#### Brief
Update the data below by replacing every occurrence of "integer pixel values" with "whole-number pixel coordinates" and keeping all other text unchanged.

#### Records supplied
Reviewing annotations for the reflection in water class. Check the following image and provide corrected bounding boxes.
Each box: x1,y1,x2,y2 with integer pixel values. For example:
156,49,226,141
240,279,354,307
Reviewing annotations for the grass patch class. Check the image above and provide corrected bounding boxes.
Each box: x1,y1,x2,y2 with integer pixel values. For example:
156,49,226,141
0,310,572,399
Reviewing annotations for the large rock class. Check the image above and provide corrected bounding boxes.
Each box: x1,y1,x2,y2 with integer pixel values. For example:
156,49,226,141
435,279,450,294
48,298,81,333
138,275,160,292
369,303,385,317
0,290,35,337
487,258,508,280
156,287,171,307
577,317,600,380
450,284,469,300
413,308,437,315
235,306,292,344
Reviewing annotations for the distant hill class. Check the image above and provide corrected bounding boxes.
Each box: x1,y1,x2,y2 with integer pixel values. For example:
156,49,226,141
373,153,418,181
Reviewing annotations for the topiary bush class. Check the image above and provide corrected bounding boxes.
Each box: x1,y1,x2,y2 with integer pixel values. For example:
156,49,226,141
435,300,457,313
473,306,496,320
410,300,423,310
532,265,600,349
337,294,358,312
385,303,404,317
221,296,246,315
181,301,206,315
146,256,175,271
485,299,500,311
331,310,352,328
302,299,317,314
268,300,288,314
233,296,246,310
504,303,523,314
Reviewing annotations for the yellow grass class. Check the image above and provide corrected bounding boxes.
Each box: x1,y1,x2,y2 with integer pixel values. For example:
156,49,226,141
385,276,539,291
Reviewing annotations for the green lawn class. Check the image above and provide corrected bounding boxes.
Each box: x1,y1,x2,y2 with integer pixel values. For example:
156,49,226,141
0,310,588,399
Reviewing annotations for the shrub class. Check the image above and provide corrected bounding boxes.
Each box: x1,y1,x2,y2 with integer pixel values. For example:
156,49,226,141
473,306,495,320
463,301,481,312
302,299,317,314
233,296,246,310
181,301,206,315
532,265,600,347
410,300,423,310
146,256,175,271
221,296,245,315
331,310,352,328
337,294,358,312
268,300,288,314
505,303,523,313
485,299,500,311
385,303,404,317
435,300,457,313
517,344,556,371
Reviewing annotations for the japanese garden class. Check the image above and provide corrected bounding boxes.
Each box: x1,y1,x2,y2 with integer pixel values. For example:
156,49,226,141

#### Exercise output
Reviewing annotations for the reflection in water class. Check the following image and provide corrected bounding boxes.
Each box: x1,y1,x2,y2 with whole-number pixel coordinates. For example:
156,49,226,141
240,279,354,307
Reviewing annotations for the grass patch class. Check the image above and provide corrected bounding boxes.
Each box: x1,y1,x2,y2 with whole-number pixel coordinates. For example:
156,49,226,141
0,310,572,399
Reviewing annotations for the large rock class. Check the image above and provide corrected bounding boxes.
Each box: x1,y1,x2,y2 with whole-number pixel coordinates. For example:
156,49,226,141
435,279,450,294
48,298,81,333
138,275,160,292
369,303,385,317
0,290,35,337
487,258,508,280
156,287,171,307
577,317,600,380
450,284,469,300
413,308,437,315
235,306,292,344
Reviewing annotations for the distant hill class. Check the image above and provide corrected bounding boxes.
Each box: x1,y1,x2,y2 with whole-number pixel coordinates. For example:
156,49,226,141
373,153,418,181
Reviewing annotations for the topiary bush class. Check the image above and provide corrected bounding boxes.
Each box: x1,y1,x2,y2 with whole-number pixel coordinates. For example:
156,49,226,141
435,300,457,313
473,306,496,320
410,300,423,310
532,265,600,349
337,294,358,312
385,303,404,317
221,296,246,315
181,301,206,315
146,256,175,271
485,299,500,311
331,310,352,328
302,299,317,314
268,300,288,314
233,296,246,310
504,303,523,314
Reviewing annotations for the yellow grass class. Check the image above and provide corrected bounding boxes.
Each box: x1,y1,x2,y2 with whole-number pixel coordinates. For example:
156,49,226,141
385,276,539,291
Reviewing annotations for the green lawn class. Check the image above and provide corrected bounding boxes.
Each box: x1,y1,x2,y2 with whole-number pixel coordinates. For example:
156,49,226,141
0,310,588,399
Reviewing annotations for the shrub class. Check the image above and provide corrected bounding boxes.
Each box: x1,y1,x2,y2 with whole-number pixel coordinates. For example:
156,49,226,141
473,306,495,320
463,301,481,312
302,299,317,314
233,296,246,310
181,301,206,315
532,265,600,347
410,300,423,310
146,256,175,271
221,296,245,315
331,310,352,328
337,294,358,312
268,300,288,314
505,303,523,313
485,299,500,311
385,303,404,317
435,300,457,313
517,344,556,371
Reviewing annotations for the japanese garden class. Check the image above and provide corrected bounding boxes.
Each box: x1,y1,x2,y2 with whole-number pixel coordinates. For example:
156,49,226,141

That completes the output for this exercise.